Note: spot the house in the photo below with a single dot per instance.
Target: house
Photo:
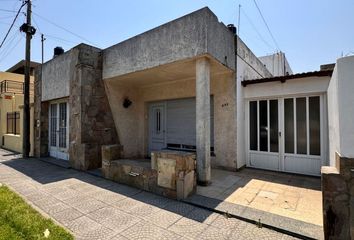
(11, 106)
(188, 85)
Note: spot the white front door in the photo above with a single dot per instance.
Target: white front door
(285, 134)
(157, 127)
(58, 130)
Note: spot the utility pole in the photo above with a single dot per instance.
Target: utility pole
(239, 19)
(42, 40)
(29, 30)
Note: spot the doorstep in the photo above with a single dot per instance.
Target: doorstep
(275, 222)
(56, 161)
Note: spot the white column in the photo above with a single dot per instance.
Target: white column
(203, 120)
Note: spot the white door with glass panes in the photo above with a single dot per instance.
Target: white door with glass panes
(58, 130)
(285, 134)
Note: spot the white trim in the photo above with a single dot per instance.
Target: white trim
(268, 125)
(308, 126)
(283, 164)
(56, 151)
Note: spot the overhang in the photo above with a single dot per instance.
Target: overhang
(179, 70)
(289, 77)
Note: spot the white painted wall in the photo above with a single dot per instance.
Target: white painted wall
(301, 86)
(244, 71)
(277, 64)
(341, 109)
(294, 87)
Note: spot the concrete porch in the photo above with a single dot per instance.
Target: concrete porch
(292, 203)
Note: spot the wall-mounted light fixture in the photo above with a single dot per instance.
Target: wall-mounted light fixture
(126, 102)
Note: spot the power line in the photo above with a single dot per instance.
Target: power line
(58, 26)
(6, 10)
(259, 10)
(13, 47)
(13, 22)
(256, 30)
(8, 42)
(249, 65)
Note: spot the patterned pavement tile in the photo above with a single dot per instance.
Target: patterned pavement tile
(179, 208)
(224, 222)
(66, 216)
(251, 232)
(143, 210)
(188, 228)
(120, 221)
(89, 205)
(152, 199)
(163, 218)
(107, 196)
(38, 195)
(119, 237)
(213, 233)
(103, 213)
(46, 202)
(58, 207)
(145, 230)
(100, 233)
(75, 200)
(82, 225)
(127, 204)
(202, 215)
(66, 194)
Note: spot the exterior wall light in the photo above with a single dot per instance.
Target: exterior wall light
(126, 103)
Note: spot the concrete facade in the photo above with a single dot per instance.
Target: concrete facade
(144, 72)
(338, 178)
(248, 67)
(153, 72)
(277, 64)
(90, 120)
(11, 100)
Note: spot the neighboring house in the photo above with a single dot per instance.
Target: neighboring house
(277, 64)
(190, 85)
(11, 106)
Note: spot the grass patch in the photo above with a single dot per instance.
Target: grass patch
(18, 220)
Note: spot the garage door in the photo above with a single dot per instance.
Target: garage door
(285, 134)
(172, 124)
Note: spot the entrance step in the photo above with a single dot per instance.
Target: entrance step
(275, 222)
(56, 161)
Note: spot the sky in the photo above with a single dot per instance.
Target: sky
(310, 32)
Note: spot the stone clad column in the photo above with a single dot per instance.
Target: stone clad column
(203, 120)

* * * *

From the first line to the last, copy the listing above exactly, dropping all images.

## Result of this task
Note: spot the house in the photo below with a single dot per instance.
Target: house
Photo:
(11, 106)
(188, 85)
Note: spot the white front door in the photo above with a single dot per instance.
Target: white front door
(285, 134)
(157, 127)
(58, 130)
Note: spot the utility pole in the photo above with a single dot per instance.
Target: utility pole
(239, 19)
(42, 40)
(29, 30)
Note: spot the doorstep in the photo above with a single dot per instance.
Target: doorstep
(275, 222)
(56, 161)
Note: spot the white column in the photo above with a single dot per instance.
Target: white column
(203, 120)
Note: spot the white door with glass panes in the photo above with a single dot per instance.
Target: white door with glass panes
(58, 130)
(285, 134)
Note: spot the white trim in the photo above with a single dot per instance.
Target: white trim
(268, 125)
(308, 126)
(283, 164)
(56, 151)
Note: spot the overhang in the photo above with a single dot per instance.
Target: overhang
(179, 70)
(289, 77)
Note: spot the white painted wall in the photo above with a single dot per instance.
Target: white painted wall
(301, 86)
(244, 71)
(277, 64)
(341, 109)
(294, 87)
Note: spot the concrete porch in the photo above with a single dot per instance.
Target: concrete porch
(292, 203)
Note: spot the wall-mounted light fixture in the photo above with a single dot per instance.
Target: wall-mounted light fixture
(126, 102)
Note: spot the power line in the photo above with a single dot per instance.
Target: power line
(58, 26)
(6, 10)
(259, 10)
(13, 47)
(13, 22)
(256, 30)
(8, 42)
(249, 65)
Note: spot the patterned pavement tile in the photo above with a single dot per instance.
Target: patterned pavement tile
(179, 208)
(224, 222)
(66, 216)
(251, 232)
(143, 210)
(188, 228)
(120, 221)
(89, 205)
(152, 199)
(163, 218)
(107, 196)
(38, 195)
(119, 237)
(213, 233)
(103, 213)
(46, 202)
(58, 207)
(145, 230)
(100, 233)
(75, 200)
(82, 225)
(127, 204)
(202, 215)
(66, 194)
Note: spot the exterior wall light in the photo above with a single dot per instance.
Target: exterior wall light
(126, 103)
Note: spot the concrete facade in the photo above with a single dot per instance.
Target: concrete facade
(144, 72)
(338, 178)
(248, 67)
(153, 72)
(277, 64)
(90, 120)
(11, 100)
Note: spot the neighboring house in the photo above with a single dot per instance.
Target: neighboring house
(277, 64)
(190, 85)
(11, 106)
Note: spot the grass patch in the photo above with a single dot per instance.
Target: grass patch
(18, 220)
Note: spot the garage door in the photo above with a single dot per instance.
Target: garage door
(285, 134)
(172, 124)
Note: spot the entrance step in the photo above with a single dot per instance.
Target: entrance step
(275, 222)
(56, 161)
Note: spot the sky in the photo above with a single dot per instance.
Target: sky
(310, 32)
Note: spot the stone clad column in the photo above with a single dot per instance.
Target: stone clad column
(203, 120)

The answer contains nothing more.